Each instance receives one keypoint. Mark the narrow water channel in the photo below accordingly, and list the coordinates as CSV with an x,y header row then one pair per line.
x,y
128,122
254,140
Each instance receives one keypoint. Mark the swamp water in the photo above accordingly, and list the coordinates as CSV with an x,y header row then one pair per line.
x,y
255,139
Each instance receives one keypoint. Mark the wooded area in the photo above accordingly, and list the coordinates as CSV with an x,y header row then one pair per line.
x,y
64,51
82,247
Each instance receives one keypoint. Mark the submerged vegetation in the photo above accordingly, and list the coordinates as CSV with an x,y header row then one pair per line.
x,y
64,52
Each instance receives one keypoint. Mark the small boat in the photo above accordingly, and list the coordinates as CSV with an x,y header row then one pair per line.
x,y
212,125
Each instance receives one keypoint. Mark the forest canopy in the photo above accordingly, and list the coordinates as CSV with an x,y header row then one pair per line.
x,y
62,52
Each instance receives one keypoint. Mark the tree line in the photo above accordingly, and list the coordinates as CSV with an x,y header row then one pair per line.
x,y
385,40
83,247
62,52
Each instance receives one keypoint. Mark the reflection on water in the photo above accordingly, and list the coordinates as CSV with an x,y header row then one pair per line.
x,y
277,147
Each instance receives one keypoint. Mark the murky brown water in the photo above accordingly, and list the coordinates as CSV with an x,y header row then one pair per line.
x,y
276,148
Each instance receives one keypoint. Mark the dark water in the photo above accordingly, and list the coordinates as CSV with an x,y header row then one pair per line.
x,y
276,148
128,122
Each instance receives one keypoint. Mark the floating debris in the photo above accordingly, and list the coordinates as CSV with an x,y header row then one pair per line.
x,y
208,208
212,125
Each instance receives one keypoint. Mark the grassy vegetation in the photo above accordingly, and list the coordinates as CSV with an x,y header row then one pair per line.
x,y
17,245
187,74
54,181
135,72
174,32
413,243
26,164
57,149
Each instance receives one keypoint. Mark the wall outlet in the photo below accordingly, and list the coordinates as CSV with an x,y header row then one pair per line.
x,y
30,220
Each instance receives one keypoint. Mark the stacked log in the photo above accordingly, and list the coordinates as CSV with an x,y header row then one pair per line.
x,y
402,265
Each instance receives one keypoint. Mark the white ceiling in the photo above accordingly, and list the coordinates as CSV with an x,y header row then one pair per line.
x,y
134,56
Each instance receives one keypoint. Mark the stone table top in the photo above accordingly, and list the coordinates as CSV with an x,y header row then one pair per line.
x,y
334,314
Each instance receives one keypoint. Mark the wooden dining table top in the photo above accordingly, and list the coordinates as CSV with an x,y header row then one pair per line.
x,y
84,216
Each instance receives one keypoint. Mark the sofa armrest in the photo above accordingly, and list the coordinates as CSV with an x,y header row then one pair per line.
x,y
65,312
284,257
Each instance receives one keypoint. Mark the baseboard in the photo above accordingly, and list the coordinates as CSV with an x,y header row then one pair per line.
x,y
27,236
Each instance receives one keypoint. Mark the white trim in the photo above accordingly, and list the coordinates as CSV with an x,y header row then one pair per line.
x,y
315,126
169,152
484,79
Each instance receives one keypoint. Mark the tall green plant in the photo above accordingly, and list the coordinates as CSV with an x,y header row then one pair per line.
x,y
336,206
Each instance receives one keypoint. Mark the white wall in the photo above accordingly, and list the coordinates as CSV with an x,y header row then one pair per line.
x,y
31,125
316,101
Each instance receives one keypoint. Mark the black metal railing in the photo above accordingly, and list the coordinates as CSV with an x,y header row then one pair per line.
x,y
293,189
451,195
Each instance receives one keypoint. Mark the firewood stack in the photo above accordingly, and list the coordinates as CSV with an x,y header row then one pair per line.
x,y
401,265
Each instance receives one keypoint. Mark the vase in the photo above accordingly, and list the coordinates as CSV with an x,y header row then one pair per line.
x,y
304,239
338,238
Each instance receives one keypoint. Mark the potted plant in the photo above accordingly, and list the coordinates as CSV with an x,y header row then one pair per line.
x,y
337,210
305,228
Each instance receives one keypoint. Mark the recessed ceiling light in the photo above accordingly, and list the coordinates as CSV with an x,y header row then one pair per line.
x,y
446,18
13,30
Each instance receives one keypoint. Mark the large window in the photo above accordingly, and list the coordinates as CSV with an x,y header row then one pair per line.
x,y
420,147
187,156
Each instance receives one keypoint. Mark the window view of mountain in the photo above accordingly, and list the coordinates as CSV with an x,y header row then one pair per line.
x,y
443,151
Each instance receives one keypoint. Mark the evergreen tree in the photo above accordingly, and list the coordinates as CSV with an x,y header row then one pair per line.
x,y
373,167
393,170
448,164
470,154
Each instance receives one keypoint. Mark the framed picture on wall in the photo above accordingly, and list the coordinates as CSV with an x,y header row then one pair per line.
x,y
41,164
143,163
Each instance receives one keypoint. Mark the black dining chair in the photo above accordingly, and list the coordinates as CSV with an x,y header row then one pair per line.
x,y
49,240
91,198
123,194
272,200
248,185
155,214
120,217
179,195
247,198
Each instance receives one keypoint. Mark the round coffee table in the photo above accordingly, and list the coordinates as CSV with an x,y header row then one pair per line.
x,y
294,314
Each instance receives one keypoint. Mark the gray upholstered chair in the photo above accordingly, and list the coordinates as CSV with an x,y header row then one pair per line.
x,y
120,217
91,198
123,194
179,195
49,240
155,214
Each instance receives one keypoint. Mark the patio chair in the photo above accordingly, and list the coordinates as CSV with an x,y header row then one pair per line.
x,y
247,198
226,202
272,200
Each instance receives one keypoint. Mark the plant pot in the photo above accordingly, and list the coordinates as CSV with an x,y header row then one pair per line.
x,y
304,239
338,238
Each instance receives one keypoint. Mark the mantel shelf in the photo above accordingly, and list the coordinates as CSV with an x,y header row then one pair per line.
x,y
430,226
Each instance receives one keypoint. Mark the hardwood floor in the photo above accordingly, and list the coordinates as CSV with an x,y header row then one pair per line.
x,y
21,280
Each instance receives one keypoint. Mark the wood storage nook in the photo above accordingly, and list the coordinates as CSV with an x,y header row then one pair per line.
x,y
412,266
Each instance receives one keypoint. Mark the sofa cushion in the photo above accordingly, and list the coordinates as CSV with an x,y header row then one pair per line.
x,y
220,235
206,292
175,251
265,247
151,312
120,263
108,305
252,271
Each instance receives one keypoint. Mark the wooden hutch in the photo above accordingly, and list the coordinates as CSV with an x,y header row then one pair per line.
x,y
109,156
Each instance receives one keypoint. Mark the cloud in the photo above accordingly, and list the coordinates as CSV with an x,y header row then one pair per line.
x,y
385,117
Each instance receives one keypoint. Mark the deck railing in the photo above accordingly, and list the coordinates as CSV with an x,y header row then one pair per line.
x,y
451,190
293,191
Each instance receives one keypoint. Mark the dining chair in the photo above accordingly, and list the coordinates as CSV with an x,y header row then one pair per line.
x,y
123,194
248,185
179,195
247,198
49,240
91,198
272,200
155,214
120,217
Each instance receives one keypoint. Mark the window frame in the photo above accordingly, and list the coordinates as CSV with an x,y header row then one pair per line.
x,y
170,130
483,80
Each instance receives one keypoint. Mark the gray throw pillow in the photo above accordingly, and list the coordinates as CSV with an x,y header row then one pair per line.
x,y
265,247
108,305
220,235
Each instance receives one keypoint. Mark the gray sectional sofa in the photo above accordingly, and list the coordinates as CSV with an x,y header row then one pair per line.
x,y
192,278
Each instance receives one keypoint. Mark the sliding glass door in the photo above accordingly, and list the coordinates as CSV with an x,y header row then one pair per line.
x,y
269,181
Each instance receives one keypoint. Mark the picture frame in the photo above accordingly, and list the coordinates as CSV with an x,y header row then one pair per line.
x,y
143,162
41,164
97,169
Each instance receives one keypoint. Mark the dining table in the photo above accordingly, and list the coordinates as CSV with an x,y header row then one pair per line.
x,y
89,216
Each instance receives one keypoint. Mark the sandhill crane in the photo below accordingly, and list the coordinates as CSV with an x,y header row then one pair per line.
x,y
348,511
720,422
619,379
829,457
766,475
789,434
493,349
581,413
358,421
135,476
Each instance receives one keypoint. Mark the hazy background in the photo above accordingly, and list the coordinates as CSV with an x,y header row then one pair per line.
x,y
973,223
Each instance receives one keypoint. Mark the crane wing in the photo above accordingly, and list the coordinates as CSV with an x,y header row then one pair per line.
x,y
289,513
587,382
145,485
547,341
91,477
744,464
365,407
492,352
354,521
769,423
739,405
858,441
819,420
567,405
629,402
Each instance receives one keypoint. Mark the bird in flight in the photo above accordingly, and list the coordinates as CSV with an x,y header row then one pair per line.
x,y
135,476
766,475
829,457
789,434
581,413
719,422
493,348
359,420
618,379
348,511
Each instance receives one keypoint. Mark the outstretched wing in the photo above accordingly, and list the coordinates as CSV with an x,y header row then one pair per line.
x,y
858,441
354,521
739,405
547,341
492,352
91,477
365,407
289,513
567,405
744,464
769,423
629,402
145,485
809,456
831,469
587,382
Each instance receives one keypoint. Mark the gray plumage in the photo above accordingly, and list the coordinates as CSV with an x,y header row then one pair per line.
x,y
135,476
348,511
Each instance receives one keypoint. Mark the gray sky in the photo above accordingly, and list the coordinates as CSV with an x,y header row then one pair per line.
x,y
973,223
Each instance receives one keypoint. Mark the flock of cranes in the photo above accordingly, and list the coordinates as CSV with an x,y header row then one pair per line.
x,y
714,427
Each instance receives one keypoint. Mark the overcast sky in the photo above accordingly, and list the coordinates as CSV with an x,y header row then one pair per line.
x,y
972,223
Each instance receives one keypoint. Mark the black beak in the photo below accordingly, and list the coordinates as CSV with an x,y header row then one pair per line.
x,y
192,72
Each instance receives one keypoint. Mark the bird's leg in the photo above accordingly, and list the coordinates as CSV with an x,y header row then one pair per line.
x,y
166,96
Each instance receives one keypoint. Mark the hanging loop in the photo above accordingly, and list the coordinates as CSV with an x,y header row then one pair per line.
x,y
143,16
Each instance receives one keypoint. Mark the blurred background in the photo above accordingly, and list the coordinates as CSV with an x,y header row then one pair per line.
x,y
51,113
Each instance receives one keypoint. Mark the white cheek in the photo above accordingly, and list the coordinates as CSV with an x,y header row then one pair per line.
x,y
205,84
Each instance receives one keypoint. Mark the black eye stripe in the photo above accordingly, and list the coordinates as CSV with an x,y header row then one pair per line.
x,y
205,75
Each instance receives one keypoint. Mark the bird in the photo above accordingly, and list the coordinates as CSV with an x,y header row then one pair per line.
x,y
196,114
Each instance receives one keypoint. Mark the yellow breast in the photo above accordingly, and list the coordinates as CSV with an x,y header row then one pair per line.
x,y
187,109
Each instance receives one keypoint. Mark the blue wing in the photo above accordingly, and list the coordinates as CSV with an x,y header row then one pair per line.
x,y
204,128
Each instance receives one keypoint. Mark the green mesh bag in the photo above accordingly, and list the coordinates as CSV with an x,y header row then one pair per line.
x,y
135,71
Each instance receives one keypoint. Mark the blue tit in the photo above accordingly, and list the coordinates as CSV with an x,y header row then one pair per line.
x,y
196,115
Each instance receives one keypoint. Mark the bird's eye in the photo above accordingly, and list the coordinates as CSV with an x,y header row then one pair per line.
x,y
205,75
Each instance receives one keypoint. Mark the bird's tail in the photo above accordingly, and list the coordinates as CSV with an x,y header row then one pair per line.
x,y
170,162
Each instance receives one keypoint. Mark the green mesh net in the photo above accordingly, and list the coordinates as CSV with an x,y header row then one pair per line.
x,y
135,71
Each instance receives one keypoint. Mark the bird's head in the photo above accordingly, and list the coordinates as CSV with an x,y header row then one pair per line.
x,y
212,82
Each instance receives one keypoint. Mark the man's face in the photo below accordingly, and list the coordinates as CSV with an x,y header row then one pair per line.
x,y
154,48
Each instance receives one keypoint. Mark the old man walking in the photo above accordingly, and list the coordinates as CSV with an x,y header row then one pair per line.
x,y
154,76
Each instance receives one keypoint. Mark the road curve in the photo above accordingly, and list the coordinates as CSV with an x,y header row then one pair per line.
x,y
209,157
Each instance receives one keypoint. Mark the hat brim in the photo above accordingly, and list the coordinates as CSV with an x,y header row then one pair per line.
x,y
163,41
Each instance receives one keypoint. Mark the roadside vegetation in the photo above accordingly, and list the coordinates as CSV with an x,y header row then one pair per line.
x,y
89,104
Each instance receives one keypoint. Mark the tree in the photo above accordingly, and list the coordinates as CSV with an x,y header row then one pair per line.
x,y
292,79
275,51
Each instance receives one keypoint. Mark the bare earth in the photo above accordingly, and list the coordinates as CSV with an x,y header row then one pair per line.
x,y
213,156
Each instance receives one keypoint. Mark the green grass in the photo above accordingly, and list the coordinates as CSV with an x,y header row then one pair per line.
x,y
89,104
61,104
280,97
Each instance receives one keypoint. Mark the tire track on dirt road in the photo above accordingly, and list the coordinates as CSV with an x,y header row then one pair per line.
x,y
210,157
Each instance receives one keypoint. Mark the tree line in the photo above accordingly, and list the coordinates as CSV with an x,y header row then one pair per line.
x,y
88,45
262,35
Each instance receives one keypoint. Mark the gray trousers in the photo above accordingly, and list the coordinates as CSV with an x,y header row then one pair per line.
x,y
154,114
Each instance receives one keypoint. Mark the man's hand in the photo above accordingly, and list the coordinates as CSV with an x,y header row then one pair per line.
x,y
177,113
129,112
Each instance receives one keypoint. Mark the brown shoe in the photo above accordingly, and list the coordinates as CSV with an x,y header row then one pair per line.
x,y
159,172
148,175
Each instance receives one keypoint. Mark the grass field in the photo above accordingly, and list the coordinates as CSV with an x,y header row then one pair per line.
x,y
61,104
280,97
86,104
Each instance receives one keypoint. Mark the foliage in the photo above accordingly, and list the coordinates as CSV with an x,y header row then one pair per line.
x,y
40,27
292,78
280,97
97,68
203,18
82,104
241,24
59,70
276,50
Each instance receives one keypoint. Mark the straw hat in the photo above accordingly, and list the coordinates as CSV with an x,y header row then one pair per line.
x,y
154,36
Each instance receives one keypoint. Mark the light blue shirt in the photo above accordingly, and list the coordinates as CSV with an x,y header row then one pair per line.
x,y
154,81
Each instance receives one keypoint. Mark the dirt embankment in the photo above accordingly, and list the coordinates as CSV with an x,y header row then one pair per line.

TASK GOAL.
Please return only the lines from the one with "Each instance receives one keypoint. Mark the light" through the end of the listing, each exactly as written, first and last included.

EXERCISE OUTPUT.
Each instance receives one keypoint. Mark the light blue shirt in the photo above accordingly, and list the coordinates as CSV with an x,y header row then one pair per line.
x,y
154,81
Each instance receives one keypoint. Mark the dirt embankment in the photo above accordingly, and list the coordinates as CSV with an x,y header row then one pair per line.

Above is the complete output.